Dataset —
▬▬▬

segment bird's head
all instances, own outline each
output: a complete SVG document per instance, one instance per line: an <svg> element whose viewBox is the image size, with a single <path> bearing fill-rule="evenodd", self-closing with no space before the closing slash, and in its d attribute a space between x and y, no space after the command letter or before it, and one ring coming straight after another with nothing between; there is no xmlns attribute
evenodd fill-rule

▬▬▬

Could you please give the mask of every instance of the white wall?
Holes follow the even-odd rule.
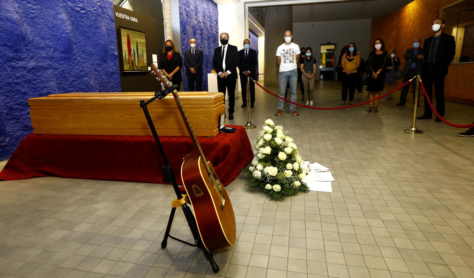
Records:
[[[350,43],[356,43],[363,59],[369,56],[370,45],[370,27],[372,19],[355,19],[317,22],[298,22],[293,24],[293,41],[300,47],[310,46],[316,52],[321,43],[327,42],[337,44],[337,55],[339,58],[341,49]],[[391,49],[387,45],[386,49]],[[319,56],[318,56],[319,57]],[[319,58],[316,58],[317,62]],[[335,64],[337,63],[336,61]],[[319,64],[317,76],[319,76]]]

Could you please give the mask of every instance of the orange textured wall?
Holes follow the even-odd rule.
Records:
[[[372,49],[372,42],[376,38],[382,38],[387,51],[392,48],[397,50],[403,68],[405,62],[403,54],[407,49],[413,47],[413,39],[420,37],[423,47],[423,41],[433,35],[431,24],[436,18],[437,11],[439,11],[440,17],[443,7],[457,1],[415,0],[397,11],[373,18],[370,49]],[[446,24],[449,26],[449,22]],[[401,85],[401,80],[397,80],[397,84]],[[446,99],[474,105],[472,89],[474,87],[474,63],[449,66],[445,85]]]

▬▬▬

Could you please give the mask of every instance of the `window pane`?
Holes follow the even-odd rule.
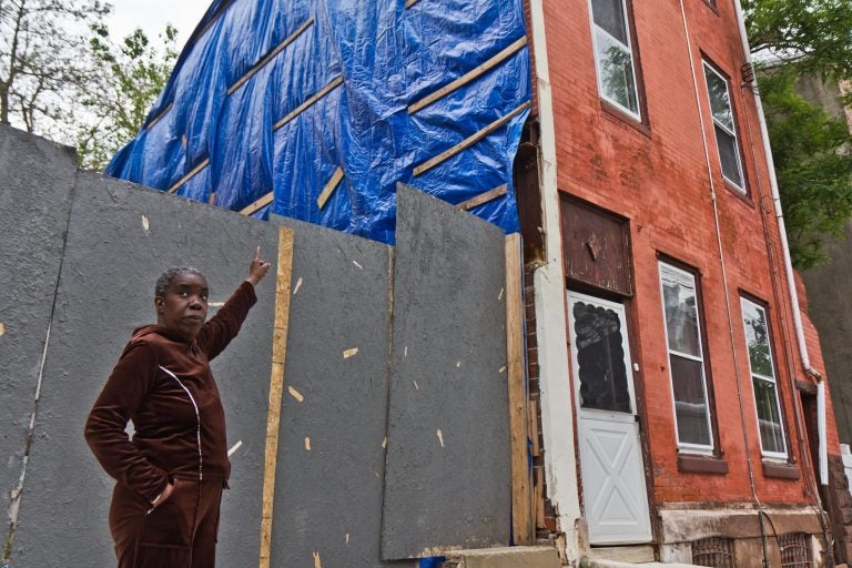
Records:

▬▬▬

Instruction —
Extract the stretch of lines from the one containing "segment bird's head" through the one containing "evenodd fill-rule", both included, and reproduce those lines verbatim with nothing else.

Response below —
segment bird's head
all instances, own outline each
output: a complete SVG document per instance, one instance per line: an <svg> element whose viewBox is the image size, with a single <path> bearing fill-rule="evenodd", self-closing with no space before the closing slash, and in its d attribute a space between x and y, no space after the command letter or before it, and one ring coming straight after another with nothing between; there is no xmlns attribute
evenodd fill-rule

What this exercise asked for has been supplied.